Task objective: In the records below, take each line from the one containing "TARGET = kudu's back" through the last line of the records. Format those lines as a JSON list of strings with one string per line, and omit any blank lines.
___ Raw data
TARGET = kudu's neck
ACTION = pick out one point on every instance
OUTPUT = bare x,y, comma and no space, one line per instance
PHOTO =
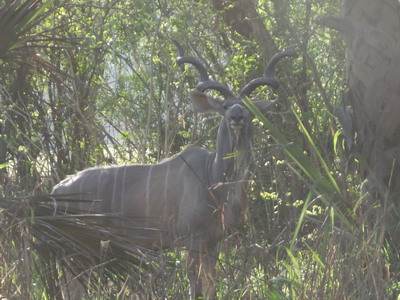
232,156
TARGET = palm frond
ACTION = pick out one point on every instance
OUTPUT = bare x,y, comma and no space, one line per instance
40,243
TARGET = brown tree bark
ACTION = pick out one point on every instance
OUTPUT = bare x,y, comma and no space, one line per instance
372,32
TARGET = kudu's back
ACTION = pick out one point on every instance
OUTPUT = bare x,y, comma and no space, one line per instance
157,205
______
Answer in full:
[
  "TARGET = kudu's back",
  "ACTION = pick out one point on every instance",
  "OUTPUT = bare x,y, comma and no space, one line per instance",
  "157,205"
]